◆ **Compito assegnato 1**
Ricopia senza alcuna modifica le righe dei record, cominciando dalla riga che contiene "Tag one spot per instance of the grass" e proseguendo fino alla fine dei record, con entrambi gli estremi inclusi.

◆ **Blocco di testo**
:::
L'avidità: nemico n°
1 della contentezza
Uno degli ostacoli più fatali
della contentezza è infatti l'avidità, avidità che è come un cancro che rode e
distrugge la soddisfazione che in realtà potremmo avere. Non era senza ragione
che il nostro Signore aveva dato ai Suoi seguaci la solenne ammonizione: *Fate attenzione e guardatevi
dall'avarizia, poiché la vita di uno non consiste dall'abbondanza delle cose
che possiede+.
Poche cose sono altrettanto
insidiose dell'avidità. Spesso si nasconde sotto la scusa della parsimonia, o
sotto lo spirito di saggia previdenza per il futuro, di un "provvedere per
i giorni di vacche magre". La Scrittura però dice: *Fate dunque morire le vostre membra
che sono sulla terra: fornicazione, impurità, passioni, desideri cattivi e
avidità, che è idolatria+, si perché idolatria è tutto ciò che
poniamo come interesse prioritario nella nostra vita che non sia Dio.
:::
◆ **Record estratti**
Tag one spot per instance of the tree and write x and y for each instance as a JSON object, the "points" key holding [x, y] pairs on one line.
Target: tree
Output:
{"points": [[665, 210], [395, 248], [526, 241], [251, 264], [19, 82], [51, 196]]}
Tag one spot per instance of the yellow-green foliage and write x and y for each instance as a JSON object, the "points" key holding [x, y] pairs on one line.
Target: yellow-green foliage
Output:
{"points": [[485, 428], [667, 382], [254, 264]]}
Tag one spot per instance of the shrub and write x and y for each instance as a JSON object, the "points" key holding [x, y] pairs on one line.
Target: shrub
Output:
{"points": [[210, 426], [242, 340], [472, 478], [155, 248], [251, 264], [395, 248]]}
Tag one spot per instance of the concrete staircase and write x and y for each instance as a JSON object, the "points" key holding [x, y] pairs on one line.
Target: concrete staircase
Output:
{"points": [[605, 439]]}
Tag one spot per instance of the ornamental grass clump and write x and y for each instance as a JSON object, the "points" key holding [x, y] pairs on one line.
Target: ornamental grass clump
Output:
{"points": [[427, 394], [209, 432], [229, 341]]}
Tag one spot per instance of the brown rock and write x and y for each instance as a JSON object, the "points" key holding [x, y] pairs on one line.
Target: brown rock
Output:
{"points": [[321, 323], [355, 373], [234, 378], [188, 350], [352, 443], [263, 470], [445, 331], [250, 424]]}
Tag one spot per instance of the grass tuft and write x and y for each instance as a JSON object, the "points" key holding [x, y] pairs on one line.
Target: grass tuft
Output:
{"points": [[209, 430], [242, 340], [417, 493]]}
:::
◆ **Compito assegnato 2**
Traduci in inglese questa frase del testo sull'avidità: "Poche cose sono altrettanto insidiose dell'avidità."

◆ **Risposta finale 1**
Tag one spot per instance of the grass tuft and write x and y for each instance as a JSON object, the "points" key holding [x, y] pairs on one line.
Target: grass tuft
Output:
{"points": [[209, 430], [242, 340], [417, 493]]}

◆ **Risposta finale 2**
Few things are as insidious as greed.